## EXERCISE
Omit the pictures. Print each entry below exactly.

*** DATA PROVIDED Section Begins ***

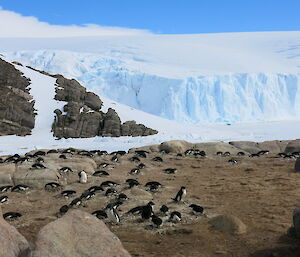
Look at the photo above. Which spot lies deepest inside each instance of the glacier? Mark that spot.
(229, 98)
(205, 78)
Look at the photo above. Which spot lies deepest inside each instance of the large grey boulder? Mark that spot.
(175, 146)
(293, 146)
(16, 109)
(12, 243)
(228, 223)
(248, 146)
(77, 234)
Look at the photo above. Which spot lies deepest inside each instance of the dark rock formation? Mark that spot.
(16, 110)
(83, 118)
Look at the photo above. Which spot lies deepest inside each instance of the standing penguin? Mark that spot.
(180, 195)
(82, 177)
(112, 214)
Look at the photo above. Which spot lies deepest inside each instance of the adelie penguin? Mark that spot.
(147, 211)
(3, 199)
(175, 217)
(180, 195)
(112, 214)
(82, 177)
(157, 222)
(197, 209)
(11, 215)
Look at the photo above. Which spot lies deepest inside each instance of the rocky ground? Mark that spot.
(261, 192)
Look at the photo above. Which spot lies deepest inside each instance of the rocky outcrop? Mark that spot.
(228, 223)
(90, 238)
(16, 109)
(12, 243)
(83, 118)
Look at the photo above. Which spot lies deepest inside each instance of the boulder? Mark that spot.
(228, 223)
(12, 243)
(36, 178)
(214, 147)
(175, 146)
(294, 231)
(293, 146)
(248, 146)
(16, 110)
(297, 165)
(111, 124)
(89, 237)
(7, 171)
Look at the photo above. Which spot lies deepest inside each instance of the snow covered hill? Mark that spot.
(234, 77)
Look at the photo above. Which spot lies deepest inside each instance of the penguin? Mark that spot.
(197, 209)
(82, 177)
(52, 151)
(136, 210)
(134, 171)
(122, 197)
(157, 222)
(95, 189)
(141, 166)
(164, 209)
(100, 214)
(115, 158)
(76, 202)
(3, 199)
(180, 195)
(226, 154)
(142, 153)
(52, 186)
(233, 161)
(147, 211)
(63, 210)
(38, 166)
(5, 188)
(113, 215)
(110, 192)
(132, 182)
(19, 188)
(175, 217)
(86, 195)
(108, 184)
(39, 160)
(134, 159)
(65, 169)
(157, 159)
(11, 215)
(103, 164)
(67, 193)
(100, 173)
(170, 170)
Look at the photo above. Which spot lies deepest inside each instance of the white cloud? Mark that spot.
(15, 25)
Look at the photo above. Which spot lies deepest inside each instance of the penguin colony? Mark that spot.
(154, 212)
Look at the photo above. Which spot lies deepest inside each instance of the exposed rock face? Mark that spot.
(12, 243)
(228, 223)
(16, 112)
(90, 238)
(83, 117)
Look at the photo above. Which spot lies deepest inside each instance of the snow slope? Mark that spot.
(42, 89)
(208, 78)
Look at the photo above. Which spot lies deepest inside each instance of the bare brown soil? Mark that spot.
(262, 192)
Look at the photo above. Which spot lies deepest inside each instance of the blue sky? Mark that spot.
(166, 16)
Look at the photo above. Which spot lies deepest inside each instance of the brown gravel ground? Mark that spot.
(262, 192)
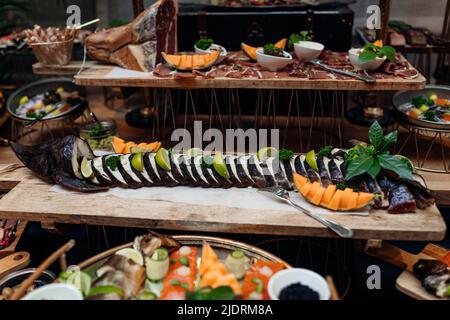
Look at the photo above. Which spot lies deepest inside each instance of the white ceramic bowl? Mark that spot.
(272, 63)
(308, 50)
(222, 56)
(368, 66)
(55, 291)
(306, 277)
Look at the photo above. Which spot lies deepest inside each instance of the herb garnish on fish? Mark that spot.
(371, 159)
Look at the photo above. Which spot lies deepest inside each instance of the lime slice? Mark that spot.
(138, 162)
(265, 153)
(132, 254)
(140, 150)
(105, 290)
(80, 280)
(162, 159)
(406, 161)
(86, 169)
(193, 152)
(311, 160)
(220, 166)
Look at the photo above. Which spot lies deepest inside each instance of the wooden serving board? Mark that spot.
(32, 199)
(407, 283)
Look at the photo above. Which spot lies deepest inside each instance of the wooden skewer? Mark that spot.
(334, 293)
(44, 265)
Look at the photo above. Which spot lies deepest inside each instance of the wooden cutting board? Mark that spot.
(407, 283)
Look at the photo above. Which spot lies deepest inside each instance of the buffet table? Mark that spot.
(93, 209)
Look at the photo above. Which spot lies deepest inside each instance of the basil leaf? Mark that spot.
(359, 166)
(395, 165)
(376, 135)
(375, 169)
(389, 141)
(387, 52)
(366, 56)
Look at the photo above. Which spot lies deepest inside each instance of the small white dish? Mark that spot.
(306, 277)
(55, 291)
(223, 52)
(368, 66)
(308, 50)
(272, 63)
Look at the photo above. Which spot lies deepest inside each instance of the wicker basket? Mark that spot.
(53, 53)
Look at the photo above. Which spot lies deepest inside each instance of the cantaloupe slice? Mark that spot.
(314, 188)
(249, 51)
(299, 181)
(345, 198)
(336, 200)
(317, 198)
(351, 205)
(328, 195)
(364, 199)
(281, 44)
(305, 189)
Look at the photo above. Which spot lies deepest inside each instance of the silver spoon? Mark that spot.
(282, 194)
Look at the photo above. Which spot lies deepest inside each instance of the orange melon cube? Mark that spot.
(317, 198)
(328, 195)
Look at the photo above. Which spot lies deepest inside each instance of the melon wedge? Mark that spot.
(364, 199)
(314, 188)
(317, 198)
(336, 200)
(328, 195)
(299, 181)
(281, 44)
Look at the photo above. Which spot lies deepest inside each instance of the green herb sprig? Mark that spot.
(297, 37)
(372, 158)
(370, 52)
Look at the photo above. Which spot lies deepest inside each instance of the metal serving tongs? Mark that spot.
(283, 194)
(363, 77)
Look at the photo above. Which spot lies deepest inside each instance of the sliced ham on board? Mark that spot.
(138, 45)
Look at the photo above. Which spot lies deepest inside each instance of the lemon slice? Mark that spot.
(86, 169)
(265, 153)
(162, 159)
(220, 166)
(138, 162)
(311, 160)
(132, 254)
(193, 152)
(80, 280)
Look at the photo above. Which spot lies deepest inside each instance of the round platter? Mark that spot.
(39, 87)
(405, 97)
(220, 245)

*** DATA PROVIDED Section Ends ***

## RESPONSE TO THE EXERCISE
Look at the photo above. Which spot lies deepest inside each instance of the glacier? Mark that spot.
(229, 98)
(205, 78)
Look at the photo above. Which spot lies deepest inside each instance of the large grey boulder? Mark that spot.
(175, 146)
(293, 146)
(16, 109)
(12, 243)
(228, 223)
(248, 146)
(77, 234)
Look at the photo above. Which spot lies deepest inside each instance of the dark rock formation? Mark that spot.
(16, 110)
(83, 118)
Look at the photo above. Which spot lies deepest inside each instance of the standing penguin? Mark that spot.
(180, 195)
(82, 177)
(112, 214)
Look at the photo above. Which spot lies deepest inside each instance of the adelie penguin? Mark that spot.
(147, 211)
(3, 199)
(175, 217)
(180, 195)
(112, 214)
(82, 177)
(157, 222)
(197, 209)
(11, 215)
Look at the photo above. Which spot lies deepest inside each instance of the rocky ground? Mark that spot.
(261, 192)
Look at the photo above. Which spot lies deepest inside each instance of the rocky outcrop? Mark that spot.
(228, 223)
(90, 238)
(16, 109)
(12, 243)
(83, 118)
Look at the photo above. Which spot lies deepest inside each instance of the boulder? Mark that spot.
(228, 223)
(12, 243)
(36, 178)
(214, 147)
(175, 146)
(294, 231)
(293, 146)
(248, 146)
(16, 110)
(297, 165)
(111, 124)
(89, 237)
(7, 171)
Look at the photo above. Which spot lies deepest inside each instance of the snow covered hill? Mark that spot.
(234, 77)
Look at the photo above. Which spot lies deepest inside each instance of the penguin? Mark that spot.
(197, 209)
(82, 177)
(52, 151)
(136, 210)
(134, 171)
(122, 197)
(157, 222)
(95, 189)
(141, 166)
(164, 209)
(100, 214)
(115, 158)
(76, 202)
(3, 199)
(180, 195)
(226, 154)
(142, 153)
(52, 186)
(233, 161)
(147, 211)
(63, 210)
(38, 166)
(5, 188)
(113, 215)
(110, 192)
(132, 182)
(19, 188)
(175, 217)
(86, 195)
(108, 184)
(39, 160)
(134, 159)
(65, 169)
(157, 159)
(11, 215)
(103, 164)
(67, 193)
(100, 173)
(170, 170)
Look at the photo above. Which spot lies deepest inside each instance of the white cloud? Mark that spot.
(15, 25)
Look at the photo above. Which spot lies deepest inside each instance of the penguin colony? Mark that spot.
(154, 212)
Look at the photo above. Which spot lies deepest inside each instance of the exposed rock face? Mark that spot.
(12, 243)
(228, 223)
(16, 112)
(90, 238)
(83, 117)
Look at the photo above. Which spot lies deepest inside each instance of the snow slope? Mark that spot.
(42, 89)
(208, 78)
Look at the photo above. Which spot lies deepest inside each instance of the bare brown soil? Mark that spot.
(262, 192)
Look at the photo above. Which spot lies deepest inside each instance of the blue sky? Mark that spot.
(166, 16)
Look at the photo above. Which spot lies deepest inside each instance of the brown gravel ground? Mark that spot.
(262, 192)
Look at the photo above. Which spot lies deepest inside each instance of the white ceramic bowl? Mark that spot.
(272, 63)
(308, 50)
(222, 56)
(368, 66)
(55, 291)
(306, 277)
Look at the photo above. Which spot lies deepest inside each instance of the herb garnish on fish? Mark that spot.
(371, 159)
Look at the photo above. Which spot lies deepest inside each instance of the lime slice? Mark that spot.
(138, 162)
(265, 153)
(132, 254)
(140, 150)
(105, 290)
(80, 280)
(162, 159)
(406, 161)
(86, 169)
(193, 152)
(311, 160)
(220, 166)
Look at the photo above. Which spot lies deepest inside each instance of the wooden serving board? Mark that spot.
(32, 199)
(407, 283)
Look at the photo above. Which spot lies deepest inside each instance of the wooden skewer? Mark that spot.
(334, 293)
(44, 265)
Look at the photo above. Which spot lies deepest inside each instance of the wooden cutting board? Mark that spot.
(407, 283)
Look at the photo above. Which spot lies deepest inside each instance of the buffet table? Mark that spot.
(93, 209)
Look at the photo above. Which spot lies deepest inside each instance of the basil leaf? Mark that spot.
(359, 166)
(395, 165)
(376, 135)
(375, 169)
(389, 141)
(387, 52)
(366, 56)
Look at the photo above. Which spot lies deepest inside each instance of the small white dish? Mark that spot.
(306, 277)
(55, 291)
(223, 52)
(368, 66)
(308, 50)
(272, 63)
Look at the photo above. Which spot lies deepest inside each instance of the wicker basket? Mark that spot.
(53, 53)
Look at the photo above. Which spot lies deepest inside each instance of the cantaloupe slice? Mark that spot.
(314, 188)
(249, 51)
(299, 181)
(345, 198)
(336, 200)
(317, 198)
(351, 205)
(328, 195)
(364, 199)
(281, 44)
(305, 189)
Look at the photo above. Which spot lies deepest inside each instance of the silver spoon? Mark that spot.
(282, 194)
Look at the photo above. Which spot lies deepest inside each instance of the orange melon cube? Mark that spot.
(317, 198)
(328, 195)
Look at the photo above. Which spot lies deepest inside each instance of the melon wedge? Mark that spot.
(364, 199)
(314, 188)
(317, 198)
(336, 200)
(328, 195)
(299, 181)
(281, 44)
Look at the photo above. Which spot lies deepest inside each instance of the green herb sprig? Mark that spot.
(297, 37)
(372, 158)
(370, 52)
Look at the photo above. Which spot lies deepest inside each instance of the metal serving tongs? Mark that spot.
(283, 194)
(363, 77)
Look at the photo above. Which spot lies deepest inside each instance of the sliced ham on board? Mark that spot.
(138, 45)
Look at the photo above. Which spot lies deepest inside each instance of the lemon slice? Mark that spot.
(86, 169)
(265, 153)
(162, 159)
(220, 166)
(138, 162)
(311, 160)
(132, 254)
(193, 152)
(80, 280)
Look at the photo above. Which spot lies deepest inside each instance of the round platter? Mark that spot.
(39, 87)
(405, 97)
(220, 245)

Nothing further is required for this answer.